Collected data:
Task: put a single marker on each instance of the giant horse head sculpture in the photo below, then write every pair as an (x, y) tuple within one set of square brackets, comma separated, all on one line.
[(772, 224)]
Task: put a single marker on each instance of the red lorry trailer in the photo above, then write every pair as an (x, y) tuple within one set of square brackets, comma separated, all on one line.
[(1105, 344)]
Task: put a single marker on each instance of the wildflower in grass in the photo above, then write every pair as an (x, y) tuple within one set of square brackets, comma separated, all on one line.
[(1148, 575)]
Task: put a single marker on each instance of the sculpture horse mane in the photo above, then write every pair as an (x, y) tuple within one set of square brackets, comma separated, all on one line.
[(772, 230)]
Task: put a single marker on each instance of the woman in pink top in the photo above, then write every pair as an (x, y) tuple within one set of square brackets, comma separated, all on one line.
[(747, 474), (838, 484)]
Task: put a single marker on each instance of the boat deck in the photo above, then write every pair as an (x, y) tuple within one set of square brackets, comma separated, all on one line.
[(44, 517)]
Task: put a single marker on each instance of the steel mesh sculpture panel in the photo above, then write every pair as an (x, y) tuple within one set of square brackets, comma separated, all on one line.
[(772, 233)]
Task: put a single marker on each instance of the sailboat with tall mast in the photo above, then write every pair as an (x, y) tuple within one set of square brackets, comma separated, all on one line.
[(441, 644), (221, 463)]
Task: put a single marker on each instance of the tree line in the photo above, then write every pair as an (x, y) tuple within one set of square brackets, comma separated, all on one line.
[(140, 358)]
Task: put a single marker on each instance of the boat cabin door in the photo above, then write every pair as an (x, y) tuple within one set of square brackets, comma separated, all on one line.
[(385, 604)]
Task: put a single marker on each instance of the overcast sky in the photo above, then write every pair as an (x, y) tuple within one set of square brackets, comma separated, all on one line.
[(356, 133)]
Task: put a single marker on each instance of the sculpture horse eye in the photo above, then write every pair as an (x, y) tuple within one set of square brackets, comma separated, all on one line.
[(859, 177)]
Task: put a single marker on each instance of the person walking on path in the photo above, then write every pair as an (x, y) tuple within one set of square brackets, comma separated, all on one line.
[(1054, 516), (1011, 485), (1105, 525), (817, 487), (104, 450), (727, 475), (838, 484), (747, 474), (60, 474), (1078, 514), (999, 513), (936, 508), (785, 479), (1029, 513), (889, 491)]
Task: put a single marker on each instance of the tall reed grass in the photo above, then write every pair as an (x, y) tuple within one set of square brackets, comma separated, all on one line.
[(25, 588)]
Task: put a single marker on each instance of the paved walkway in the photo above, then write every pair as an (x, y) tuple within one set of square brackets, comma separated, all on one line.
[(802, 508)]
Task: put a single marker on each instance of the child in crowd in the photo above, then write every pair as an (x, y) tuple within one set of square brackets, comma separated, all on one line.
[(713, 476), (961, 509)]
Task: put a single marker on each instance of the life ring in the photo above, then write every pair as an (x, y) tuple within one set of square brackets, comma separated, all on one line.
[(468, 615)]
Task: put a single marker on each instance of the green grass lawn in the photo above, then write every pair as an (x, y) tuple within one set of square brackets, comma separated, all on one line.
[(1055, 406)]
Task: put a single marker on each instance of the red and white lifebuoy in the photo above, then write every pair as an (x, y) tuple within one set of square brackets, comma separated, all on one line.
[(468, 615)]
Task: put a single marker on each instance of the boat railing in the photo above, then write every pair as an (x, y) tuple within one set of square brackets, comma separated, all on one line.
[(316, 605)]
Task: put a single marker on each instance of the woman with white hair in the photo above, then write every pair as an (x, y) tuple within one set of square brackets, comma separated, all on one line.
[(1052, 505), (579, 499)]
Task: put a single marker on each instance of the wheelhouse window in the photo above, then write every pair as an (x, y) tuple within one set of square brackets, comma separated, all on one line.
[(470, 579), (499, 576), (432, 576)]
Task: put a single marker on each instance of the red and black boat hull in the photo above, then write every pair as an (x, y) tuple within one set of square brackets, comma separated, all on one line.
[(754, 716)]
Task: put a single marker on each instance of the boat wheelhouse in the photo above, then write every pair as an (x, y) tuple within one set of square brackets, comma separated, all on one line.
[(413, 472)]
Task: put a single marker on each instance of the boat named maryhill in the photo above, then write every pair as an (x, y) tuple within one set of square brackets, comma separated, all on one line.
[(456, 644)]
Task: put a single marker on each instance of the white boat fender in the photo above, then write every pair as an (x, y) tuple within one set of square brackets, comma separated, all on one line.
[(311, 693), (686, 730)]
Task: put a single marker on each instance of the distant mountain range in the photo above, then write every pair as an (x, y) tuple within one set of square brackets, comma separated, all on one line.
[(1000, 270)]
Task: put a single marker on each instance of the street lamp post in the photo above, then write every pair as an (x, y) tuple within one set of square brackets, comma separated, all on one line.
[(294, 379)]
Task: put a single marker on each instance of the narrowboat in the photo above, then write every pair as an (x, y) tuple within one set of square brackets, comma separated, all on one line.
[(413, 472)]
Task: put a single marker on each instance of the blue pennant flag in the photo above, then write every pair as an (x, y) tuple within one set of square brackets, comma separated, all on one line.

▶ [WHAT NEEDS TO BE DONE] Please set down each line of the records exactly as given.

▶ [YOUR SOLUTION]
Task: put a single marker on each instance of the giant horse head sculpture in the photo below, then write every pair as an (x, y) tuple within one set of square brackets, comma separated, all on one line.
[(772, 224)]
Task: put a single marker on each instance of the red lorry trailer in the photo above, then write every pair as an (x, y) tuple within one set of square brackets, comma separated, all on one line.
[(1105, 344)]
Task: put a single marker on each instance of the wildflower in grass in the photo above, then write every pair as an (x, y) tuple within one set of square brackets, comma separated, all on one line.
[(1148, 575)]
Task: put a single marker on each instance of the sculpture horse mane in the photo above, then write every pair as an (x, y) tuple within one set of square brackets, comma separated, all on one line.
[(772, 230)]
Task: put a single marker on each instance of the woman in pink top in the photo above, then write every pair as an (x, y) tuple within one set of square brackets, comma separated, all on one line.
[(747, 474), (838, 484)]
Task: put a single marker on each instance of the boat deck in the photo above, then write every pair as an (x, y) tuple within one set of square brackets, comma separated, all on one line.
[(44, 517)]
Task: put a single marker on each instance of the steel mesh sculpture panel in the photo above, then write every pair as an (x, y) tuple within one set of square brackets, comma separated, all on one line.
[(772, 233)]
Task: put a single marker on each instance of the sailboat with tall mast in the photo above, then write every pair as an (x, y) tuple within one set of square brackets, comma separated, all on one line.
[(441, 644), (221, 463)]
Task: put a single marker on each instance of the tree line in the photo above, then write every pair as an (x, y) tuple within one set of square brackets, comma separated, all on one line.
[(140, 358)]
Task: put a single marker on each instance of the boat cabin door in the photo above, then write every pair as an (x, y) tuple within one set of square brackets, comma separated, all on one line.
[(385, 604)]
Task: put a single marker on each instance of the overcast sky in the photo above, then write every pair as an (x, y) tuple within one set of square brackets, comma separated, all on one line.
[(356, 133)]
Task: put a single marker on each instance of the sculpture horse eye in the photo above, then write every pair as an (x, y) tuple within one set of square brackets, comma separated, all on one line.
[(859, 177)]
Task: put a single marker on each instance of the person walking on path in the photo above, then write every pair as an (x, y) tuple within one set of square brackets, comma separated, all on one line.
[(1054, 516), (1011, 485), (1105, 525), (817, 487), (104, 450), (727, 475), (838, 484), (747, 474), (60, 474), (1078, 514), (999, 513), (936, 508), (785, 479), (1029, 513), (889, 491)]
Task: put a single marker on each instance of the tall reed grass in the photo above, then write every pair as an (x, y) tuple within one set of square brackets, comma separated, all on one line.
[(25, 588)]
Task: put a single marker on each instance of the paved walkway in the photo above, then write every pair as an (x, y) tuple within one set of square brackets, comma separated, all on one line.
[(802, 508)]
Task: put a single marker on each instance of the child in crowd in the photo above, then write every pair as an (x, y) tuple within one set of square brackets, comma separated, all on one line.
[(713, 476), (961, 509)]
Task: put a single marker on each instance of the life ring in the photo above, then write every pair as an (x, y) tuple within one set of square brackets, comma separated, all on one line.
[(468, 615)]
Task: put a single marker on each instance of the green grass lawn in the photo above, then write every pair as an (x, y) tuple within one set of square brackets, comma separated, all on one line.
[(1055, 406)]
Task: put a single marker on each instance of the red and white lifebuoy in the photo above, then write every pair as an (x, y) tuple within one set of square brackets, comma separated, all on one line.
[(468, 615)]
Task: put a single marker on each instance of the boat railing in the photo above, then write every pair as an (x, y) tuple within one set of square brackets, comma separated, all on one line.
[(316, 605)]
Task: put a single marker on each instance of the woman with white hair in the photo above, then write every pair as an (x, y) tuple within one set of square brackets, comma separated, all on one line.
[(1052, 505), (579, 499)]
Task: put a single marker on each instance of the wheelhouse window in the photo above, then write every pair as an (x, y) tuple within one set of square brackets, comma separated, all on one line.
[(470, 579), (499, 576), (432, 576)]
Task: put a single marker on each instance of the red and black boat hull in the photo above, then write every pair as an (x, y) tuple within one set of square brackets, comma separated, all on one line.
[(754, 716)]
Task: put a single marker on each instance of the boat wheelhouse in the photo above, then write every pair as an (x, y) tuple within one set of square brackets, comma separated, all on one line.
[(413, 472)]
Task: put a single marker on each instance of the boat named maryhill in the photo above, then write every pair as an (x, y) tuple within one set of square brackets, comma separated, all on one line.
[(456, 644)]
Task: put a single marker on each instance of the white boat fender in the photo above, then write every pair as an (x, y) tuple within one set of square brackets, comma separated, all on one line.
[(311, 693), (686, 730)]
Task: put a single marker on each instance of the distant mountain range in the photo above, then write every pair as an (x, y) tuple within one set of square brackets, comma separated, all on one line.
[(1000, 270)]
Task: put a single marker on each instance of the street lamp post in the photo above, then write every pair as an (x, y) tuple within one set of square brackets, comma separated, all on one line.
[(294, 379)]
Task: put a single marker on each instance of the narrowboat in the photo above, then write every pair as an (x, y) tuple within one set of square brackets, comma separated, all on one line.
[(413, 472)]
Task: put a single marker on each instance of the blue pennant flag in the photo above, then write every pair as an (x, y) tuple within one set of square brackets, comma separated, all on one line.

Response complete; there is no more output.